Aim of the exercise:
Filter the rows below and copy every line that contains the word "vehicle".

○ ○ ○ ○

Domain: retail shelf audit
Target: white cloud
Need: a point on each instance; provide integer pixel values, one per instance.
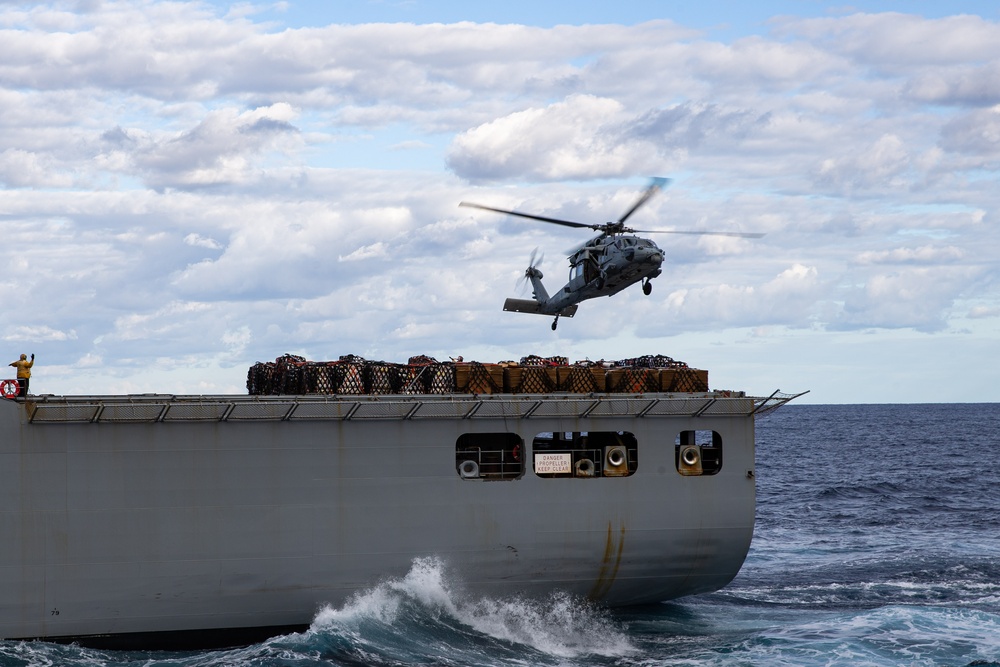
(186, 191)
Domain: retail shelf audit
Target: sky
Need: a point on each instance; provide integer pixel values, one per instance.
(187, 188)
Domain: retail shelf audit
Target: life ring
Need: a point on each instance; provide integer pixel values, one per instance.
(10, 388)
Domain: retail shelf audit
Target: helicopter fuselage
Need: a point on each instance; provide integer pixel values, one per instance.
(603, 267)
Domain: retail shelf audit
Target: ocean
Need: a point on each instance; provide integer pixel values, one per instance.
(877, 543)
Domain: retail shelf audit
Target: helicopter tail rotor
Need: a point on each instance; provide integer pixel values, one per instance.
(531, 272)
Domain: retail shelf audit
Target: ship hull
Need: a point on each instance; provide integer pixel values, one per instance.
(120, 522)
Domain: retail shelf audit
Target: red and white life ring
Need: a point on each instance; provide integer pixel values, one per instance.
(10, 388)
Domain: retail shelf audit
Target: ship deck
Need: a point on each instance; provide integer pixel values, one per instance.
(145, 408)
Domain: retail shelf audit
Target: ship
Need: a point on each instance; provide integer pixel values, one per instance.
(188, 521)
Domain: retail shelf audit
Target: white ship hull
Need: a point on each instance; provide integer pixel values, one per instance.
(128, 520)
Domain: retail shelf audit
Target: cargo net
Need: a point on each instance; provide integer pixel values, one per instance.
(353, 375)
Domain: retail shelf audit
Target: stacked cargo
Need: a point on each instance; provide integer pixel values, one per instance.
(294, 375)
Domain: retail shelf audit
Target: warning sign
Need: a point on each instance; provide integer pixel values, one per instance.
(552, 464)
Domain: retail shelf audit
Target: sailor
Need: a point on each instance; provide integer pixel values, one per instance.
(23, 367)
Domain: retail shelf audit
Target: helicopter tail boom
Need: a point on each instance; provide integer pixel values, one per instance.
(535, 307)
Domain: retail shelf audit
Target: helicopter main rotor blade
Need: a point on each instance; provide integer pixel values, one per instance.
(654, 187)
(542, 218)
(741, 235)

○ ○ ○ ○

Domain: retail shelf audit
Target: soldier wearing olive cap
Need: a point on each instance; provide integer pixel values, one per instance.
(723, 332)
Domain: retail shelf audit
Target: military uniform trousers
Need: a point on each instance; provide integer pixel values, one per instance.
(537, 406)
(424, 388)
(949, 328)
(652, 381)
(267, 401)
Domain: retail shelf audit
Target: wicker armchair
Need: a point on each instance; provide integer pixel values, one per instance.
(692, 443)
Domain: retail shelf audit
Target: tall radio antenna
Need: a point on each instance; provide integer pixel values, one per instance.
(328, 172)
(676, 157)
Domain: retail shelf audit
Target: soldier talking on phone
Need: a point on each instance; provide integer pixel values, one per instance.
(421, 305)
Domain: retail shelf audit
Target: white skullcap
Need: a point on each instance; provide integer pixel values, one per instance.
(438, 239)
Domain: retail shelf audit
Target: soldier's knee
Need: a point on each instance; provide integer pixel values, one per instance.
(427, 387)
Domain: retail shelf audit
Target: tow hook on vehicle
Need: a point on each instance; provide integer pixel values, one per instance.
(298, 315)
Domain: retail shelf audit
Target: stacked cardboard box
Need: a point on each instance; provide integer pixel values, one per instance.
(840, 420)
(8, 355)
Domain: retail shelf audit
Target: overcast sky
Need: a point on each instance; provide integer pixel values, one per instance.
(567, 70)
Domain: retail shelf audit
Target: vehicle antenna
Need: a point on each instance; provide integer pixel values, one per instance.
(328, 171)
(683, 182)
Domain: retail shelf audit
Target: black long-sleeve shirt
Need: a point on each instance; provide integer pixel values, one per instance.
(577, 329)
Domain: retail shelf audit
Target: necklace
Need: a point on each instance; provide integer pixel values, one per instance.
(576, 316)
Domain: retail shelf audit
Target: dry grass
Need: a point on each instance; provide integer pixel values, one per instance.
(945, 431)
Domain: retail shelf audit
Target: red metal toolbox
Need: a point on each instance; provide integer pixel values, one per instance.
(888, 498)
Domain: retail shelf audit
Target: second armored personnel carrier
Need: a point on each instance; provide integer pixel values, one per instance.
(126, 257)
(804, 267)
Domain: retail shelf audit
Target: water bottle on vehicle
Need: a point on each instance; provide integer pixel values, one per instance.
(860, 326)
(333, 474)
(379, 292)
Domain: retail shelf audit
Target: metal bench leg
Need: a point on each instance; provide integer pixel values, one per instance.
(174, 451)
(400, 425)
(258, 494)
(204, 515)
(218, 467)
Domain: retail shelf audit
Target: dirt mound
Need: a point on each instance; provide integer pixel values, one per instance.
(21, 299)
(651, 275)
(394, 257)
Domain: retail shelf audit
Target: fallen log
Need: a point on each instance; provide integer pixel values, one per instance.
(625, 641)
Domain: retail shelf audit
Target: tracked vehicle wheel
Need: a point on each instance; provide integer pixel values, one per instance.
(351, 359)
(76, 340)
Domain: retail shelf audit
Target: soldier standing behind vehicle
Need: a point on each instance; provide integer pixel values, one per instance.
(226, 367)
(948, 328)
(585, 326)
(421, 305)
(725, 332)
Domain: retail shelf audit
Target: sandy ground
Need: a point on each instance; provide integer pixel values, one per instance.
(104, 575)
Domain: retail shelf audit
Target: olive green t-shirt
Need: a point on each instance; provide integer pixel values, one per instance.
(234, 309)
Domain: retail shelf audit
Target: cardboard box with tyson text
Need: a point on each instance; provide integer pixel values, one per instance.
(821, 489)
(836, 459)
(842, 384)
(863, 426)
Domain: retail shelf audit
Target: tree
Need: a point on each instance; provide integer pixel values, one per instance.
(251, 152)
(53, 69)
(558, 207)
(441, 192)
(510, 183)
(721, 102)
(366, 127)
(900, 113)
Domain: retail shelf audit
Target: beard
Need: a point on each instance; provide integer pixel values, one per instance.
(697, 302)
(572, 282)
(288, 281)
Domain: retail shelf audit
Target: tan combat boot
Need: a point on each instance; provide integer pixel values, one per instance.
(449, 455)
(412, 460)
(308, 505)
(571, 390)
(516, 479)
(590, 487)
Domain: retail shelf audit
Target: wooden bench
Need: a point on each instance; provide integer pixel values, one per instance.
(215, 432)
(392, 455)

○ ○ ○ ○

Response to the exercise:
Target: tow hook on vehicle
Target: vehicle antenna
Target: water bottle on vehicle
Target: tracked vehicle wheel
Target: soldier standing behind vehicle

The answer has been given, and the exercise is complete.